◆ **Short task**:
Output every line of the rows below as a JSON list of strings, one string per line, with blank lines skipped. Omit the pictures from the answer.

Point annotations on photos
┄┄┄┄┄┄
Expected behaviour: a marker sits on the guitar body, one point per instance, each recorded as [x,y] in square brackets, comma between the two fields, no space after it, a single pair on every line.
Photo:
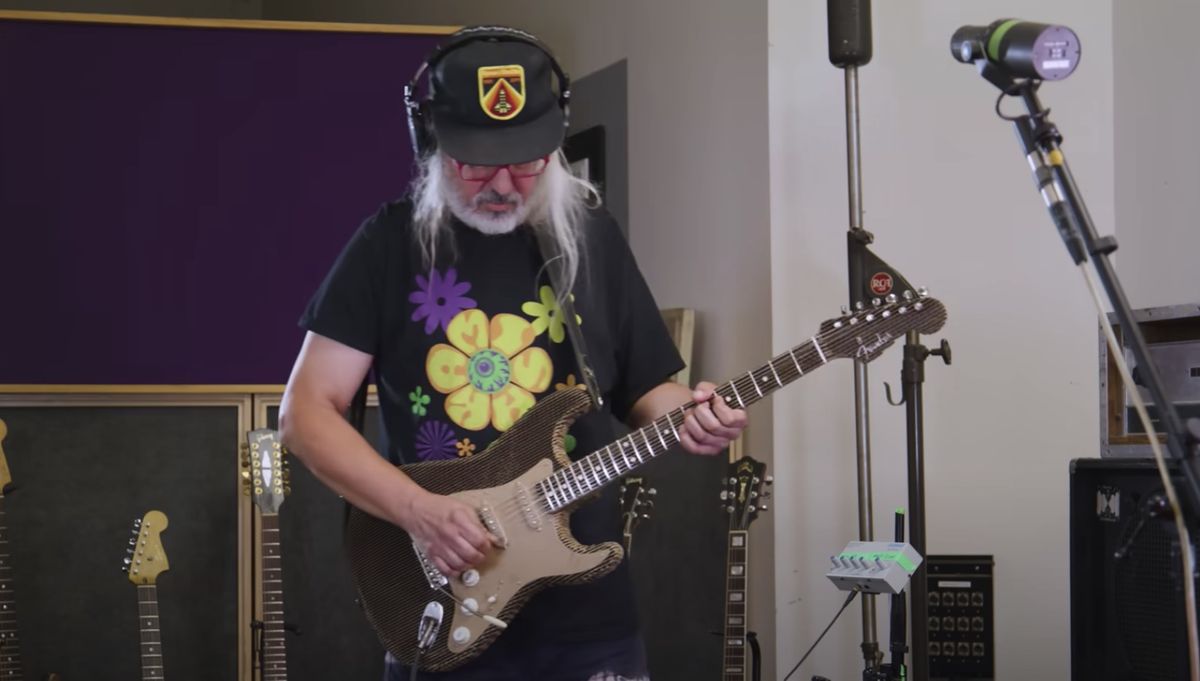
[540,550]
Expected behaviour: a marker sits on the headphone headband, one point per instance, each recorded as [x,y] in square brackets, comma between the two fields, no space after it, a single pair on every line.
[418,122]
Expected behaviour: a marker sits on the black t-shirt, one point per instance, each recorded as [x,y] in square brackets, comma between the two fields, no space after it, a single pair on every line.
[465,347]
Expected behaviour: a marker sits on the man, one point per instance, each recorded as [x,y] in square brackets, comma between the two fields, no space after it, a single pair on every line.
[447,296]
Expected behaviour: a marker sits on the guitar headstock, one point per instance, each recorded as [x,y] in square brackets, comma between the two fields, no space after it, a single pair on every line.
[5,476]
[145,556]
[265,476]
[745,493]
[870,329]
[636,501]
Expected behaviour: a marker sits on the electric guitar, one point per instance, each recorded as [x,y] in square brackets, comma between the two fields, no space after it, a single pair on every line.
[635,500]
[748,489]
[268,478]
[145,560]
[525,487]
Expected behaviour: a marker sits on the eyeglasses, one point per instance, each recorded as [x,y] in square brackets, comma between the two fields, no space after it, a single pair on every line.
[485,173]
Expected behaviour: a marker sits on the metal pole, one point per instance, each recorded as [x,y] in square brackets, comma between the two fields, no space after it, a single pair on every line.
[870,646]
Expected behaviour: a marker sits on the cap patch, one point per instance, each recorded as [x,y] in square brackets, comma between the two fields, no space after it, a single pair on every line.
[502,90]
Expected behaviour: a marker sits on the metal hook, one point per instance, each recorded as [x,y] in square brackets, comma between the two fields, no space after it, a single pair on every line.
[887,389]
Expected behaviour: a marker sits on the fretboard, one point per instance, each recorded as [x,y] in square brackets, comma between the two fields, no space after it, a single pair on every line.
[733,662]
[10,644]
[149,633]
[275,657]
[598,469]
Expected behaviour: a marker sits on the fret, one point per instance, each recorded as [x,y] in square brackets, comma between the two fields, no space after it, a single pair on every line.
[659,433]
[755,381]
[774,373]
[817,345]
[671,423]
[637,454]
[795,361]
[736,395]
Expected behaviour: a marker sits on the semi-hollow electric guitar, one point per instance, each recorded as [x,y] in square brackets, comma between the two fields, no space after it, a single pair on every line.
[268,481]
[145,560]
[748,487]
[525,487]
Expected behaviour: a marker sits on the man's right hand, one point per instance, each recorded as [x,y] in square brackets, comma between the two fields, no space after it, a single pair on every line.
[449,532]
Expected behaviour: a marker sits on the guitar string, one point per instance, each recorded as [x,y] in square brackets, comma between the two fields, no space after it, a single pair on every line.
[748,385]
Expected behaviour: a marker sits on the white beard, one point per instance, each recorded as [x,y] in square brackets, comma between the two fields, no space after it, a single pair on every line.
[486,221]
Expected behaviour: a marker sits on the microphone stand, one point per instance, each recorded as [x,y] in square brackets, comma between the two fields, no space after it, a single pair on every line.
[1041,142]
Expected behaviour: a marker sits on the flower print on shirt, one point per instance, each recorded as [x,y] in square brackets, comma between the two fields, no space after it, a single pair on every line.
[439,297]
[547,315]
[489,372]
[436,440]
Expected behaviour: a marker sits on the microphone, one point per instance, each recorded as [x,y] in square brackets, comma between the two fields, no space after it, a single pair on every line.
[431,622]
[850,31]
[1019,49]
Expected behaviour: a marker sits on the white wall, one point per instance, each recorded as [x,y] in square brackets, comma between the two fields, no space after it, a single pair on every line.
[951,202]
[1157,151]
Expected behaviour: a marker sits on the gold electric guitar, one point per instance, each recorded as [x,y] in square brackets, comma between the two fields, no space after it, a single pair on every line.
[748,487]
[268,481]
[636,501]
[525,487]
[145,561]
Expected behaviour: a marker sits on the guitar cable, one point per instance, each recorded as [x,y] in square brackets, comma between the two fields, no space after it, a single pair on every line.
[843,609]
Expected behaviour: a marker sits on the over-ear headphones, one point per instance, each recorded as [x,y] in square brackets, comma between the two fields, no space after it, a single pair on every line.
┄┄┄┄┄┄
◆ **Reply**:
[
  "Expected behaviour: a marker sits on the guitar body, one point per instance, each recorded as [x,y] in square brackets, comma between the two fields, no space after it, a single pair on every line.",
  "Photo:",
  "[540,550]",
  "Expected behaviour: a marker sits on the headphone headband, one point per instance, each recorded as [x,y] in square brackets, comma between the two fields, no space after it, a single pair on every line.",
  "[418,122]",
  "Expected behaviour: a marker sits on the black t-shirt, one point per instance, each recorded as [x,y] in square brackets, comma between the two fields, no space after it, a single pair on every line.",
  "[465,347]",
  "Expected behaviour: a marker sits on the man, one point per instance, each recorded as [x,y] in square brackets, comma between the two fields, no space after it, a single pair on every line.",
  "[447,296]",
  "Expected behaviour: a marker sits on the guitar headstock, one point per instance, each recorded as [x,y] in square brackets, comma between the two fields, no space after it, a single pair on every line.",
  "[5,476]",
  "[145,556]",
  "[265,476]",
  "[745,493]",
  "[870,329]",
  "[636,501]",
  "Expected behaviour: a marker sits on the electric guitar, one point per instance, each recorded as [x,y] in square brackets, comma between the two fields, no space after it, a single pair on every line.",
  "[635,500]",
  "[748,489]",
  "[268,478]",
  "[145,560]",
  "[525,487]",
  "Expected behaviour: a marker sits on the eyeglasses, one point per instance, each recorded as [x,y] in square brackets, comma between the two fields, no space after it, a single pair on every line.",
  "[485,173]",
  "Expected behaviour: a marker sits on the metal pole, one point per instance, each recorded as [x,y] in square brackets, comma between the two fields, no space after it, a single pair on every line.",
  "[870,646]",
  "Expected behaviour: a marker sits on the cap patch, one point per instance, each recorded as [x,y] in square brackets, comma between the two fields, no space after it, a single pair on every line.",
  "[502,90]",
  "Expected behaviour: a marker sits on the metal hook, one point per instance, each recorded as [x,y] in square brackets, comma between the two fields, no space after it, a single pair on every line.",
  "[887,389]",
  "Expected behaviour: a marker sits on the fretboard, one point per instance, each recorded as [x,y] in square brackets, comma between the two fields, no space after it, a single pair on every line.",
  "[733,662]",
  "[10,644]",
  "[149,633]",
  "[275,657]",
  "[598,469]",
  "Expected behaviour: a marker sits on the fret, one point per instance, each recorded as [x,y] in square brackets, comma between the two fields, no space after it, a single pair on every line.",
  "[659,433]",
  "[755,381]",
  "[774,373]",
  "[817,345]",
  "[671,423]",
  "[637,454]",
  "[795,361]",
  "[736,395]",
  "Expected behaviour: a marker sits on the semi-hollow electric guitar, one point per instance, each recorded as [x,y] in square brackets, comma between the two fields, no space after it, a single pair on every line.",
  "[268,481]",
  "[145,560]",
  "[748,487]",
  "[525,487]",
  "Expected behaviour: a marker sits on the man's right hand, one point per instance, each recorded as [x,y] in square brackets, comma between the two fields, no space after it, a single pair on every line.",
  "[449,532]",
  "Expected behaviour: a marker sits on the guitar string, one point per instance, each recorded as [x,y] in square brackets, comma between the two fields, no space after it, a single pair on every line.",
  "[748,385]",
  "Expected behaviour: a marker sits on the white beard, one point per instance, each recorded as [x,y] in square brackets, comma between the two fields, no space after it, a single pair on every line.",
  "[486,221]",
  "Expected behaviour: a marker sits on the microphone stand, one point per instance, each recorded as [x,y] in square brackets, comma between the two fields, no space after it, a single pair on every line.",
  "[1041,142]",
  "Expected behaviour: a marker sits on the flower print on shirt, one point per instance, each recorded as [x,y] in square brackets, comma between the two fields, no space after it, a single pair on every line.",
  "[439,297]",
  "[547,315]",
  "[489,372]",
  "[436,440]",
  "Expected behaviour: a marker sits on the microphone, one point per instance, each recorded as [x,y] in square brackets, comma between the two fields, no space after it, a single pair on every line.",
  "[431,622]",
  "[850,31]",
  "[1019,49]",
  "Expected behaviour: a marker sits on the white wall, one point per instance, each recorded as [x,y] in square brackets, comma between the two fields, no space after it, a single pair on every line.",
  "[951,202]",
  "[1157,151]",
  "Expected behaviour: a marker sits on the gold electric guitar, one point per instance, each recorded as [x,y] in square brackets, comma between the two fields, no space after it, a single pair on every line.",
  "[748,487]",
  "[268,481]",
  "[636,501]",
  "[525,487]",
  "[145,561]",
  "Expected behaviour: a marker sits on the guitar cable, one point per instance, each recorded as [x,y] in square brackets, comma between the two fields, no space after it, a single pair on every line.",
  "[843,609]",
  "Expected behaviour: a marker sits on the over-ear headphones, one point per instance, each recorded as [x,y] in square brackets, comma between the two fields, no space after it, a single pair on every line."
]